START SELECTED PASSAGE

While researchers continue their studies on the effectiveness of stem cell therapy in treating diseases, a new case has shown stem cells saving a man with Duchenne Muscular Dystrophy (DMD). For the first time, a 26-year-old patient from Lucknow has survived DMD by regularly taking stem cells for the last five years.
Usually, the children suffering from DMD die of Cardio-respiratory failure. But this patient has not lost muscle power in the last five years and heart and lung muscles and the upper half of the body are working well with the stem-cell therapy. The surgeon who is treating this patient Dr B.S Rajput says DMD is a type of muscular dystrophy and is a genetic disorder which is very difficult to treat. Autologous (from your own body) bone marrow cell transplant or stem cell therapy in such cases was started in Mumbai about ten years back. He also added that he had treated several hundred DMD patients. Recently this combination protocol was published in the International Journal of Embryology and stem cell research.

END SELECTED PASSAGE
START RECORD SET

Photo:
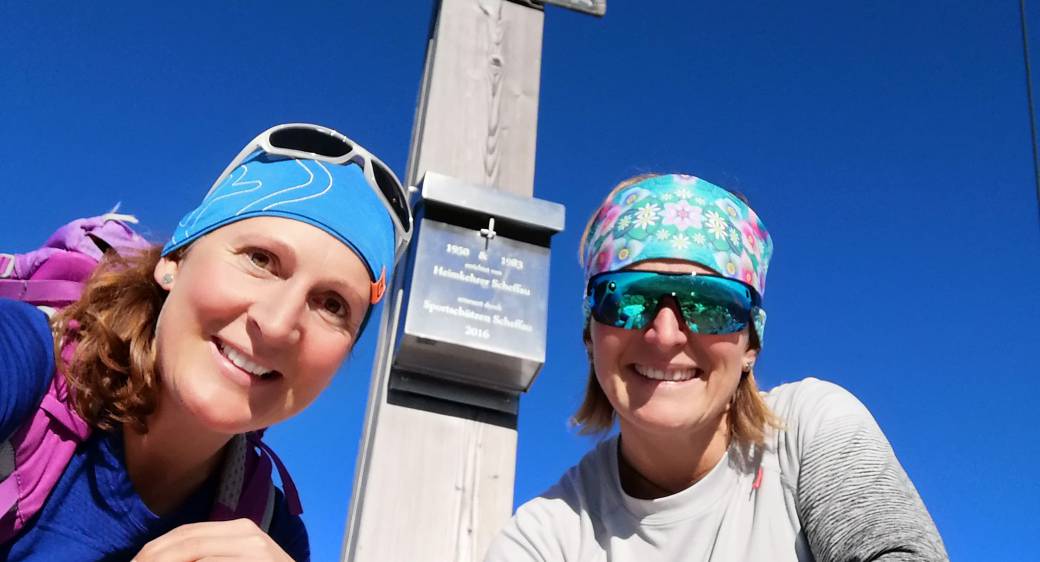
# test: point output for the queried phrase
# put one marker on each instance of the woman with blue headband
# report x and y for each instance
(705, 466)
(177, 358)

END RECORD SET

PROBLEMS TO WORK ON
(1) In the passage on stem cell therapy for Duchenne Muscular Dystrophy, rewrite the paragraph beginning "Usually, the children suffering from DMD" more briefly while keeping its main facts.
(2) Continue the passage on stem cell therapy for Duchenne Muscular Dystrophy from its last sentence.

ANSWERS FOR THIS EXERCISE
(1) Children with DMD usually die of cardio-respiratory failure. This patient has not lost muscle power in five years, and with stem-cell therapy his heart and lung muscles and upper body are working well. His surgeon, Dr B.S Rajput, describes DMD as a genetic form of muscular dystrophy that is very difficult to treat. Autologous bone marrow cell transplant, or stem cell therapy, for such cases began in Mumbai about ten years ago. Dr Rajput has treated several hundred DMD patients. The combination protocol was recently published in the International Journal of Embryology and stem cell research.

(2)
According to Dr Rajput who was recently appointed as visiting professor at GSVM Medical College, Kanpur, this disease is endemic in eastern UP, especially Azamgarh, Jaunpur, Ballia and some of the adjoining districts of Bihar, and one out of every 3,500 male children, suffers from the disease. Yet, it is not given as much attention as it should be.
Though patients in Uttar Pradesh and Bihar get financial support from the Chief Minister’s Relief Funds, the treatment of autologous bone marrow cell transplant is not included in the package list of Ayushman Bharat scheme, which deprives many of getting the treatment.
The patient’s father said his son has maintained well with this treatment and even started earning by working on computers.
What is DMD?
Duchenne Muscular Dystrophy (DMD) is a rare, severe neuromuscular disease that affecting males and typically begins before five years of age. It is characterized by progressive muscle weakness affecting multiple body systems. The child’s motor milestones may be at the upper limits of normal, or they may be slightly delayed caused by either inherent muscle weakness, or from brain involvement. Psychometric studies show a definitively lower IQ in patients with DMD.
In addition to mental deficits, another milestone delay is the patient’s age at ambulation. Children with Duchenne MD usually do not begin to walk until about age 18 months or later.
Early features include:
- Gait abnormality classically is a waddling (due to weakness in the gluteus maximus and gluteus medius muscles and the patient’s inability to support a single-leg stance)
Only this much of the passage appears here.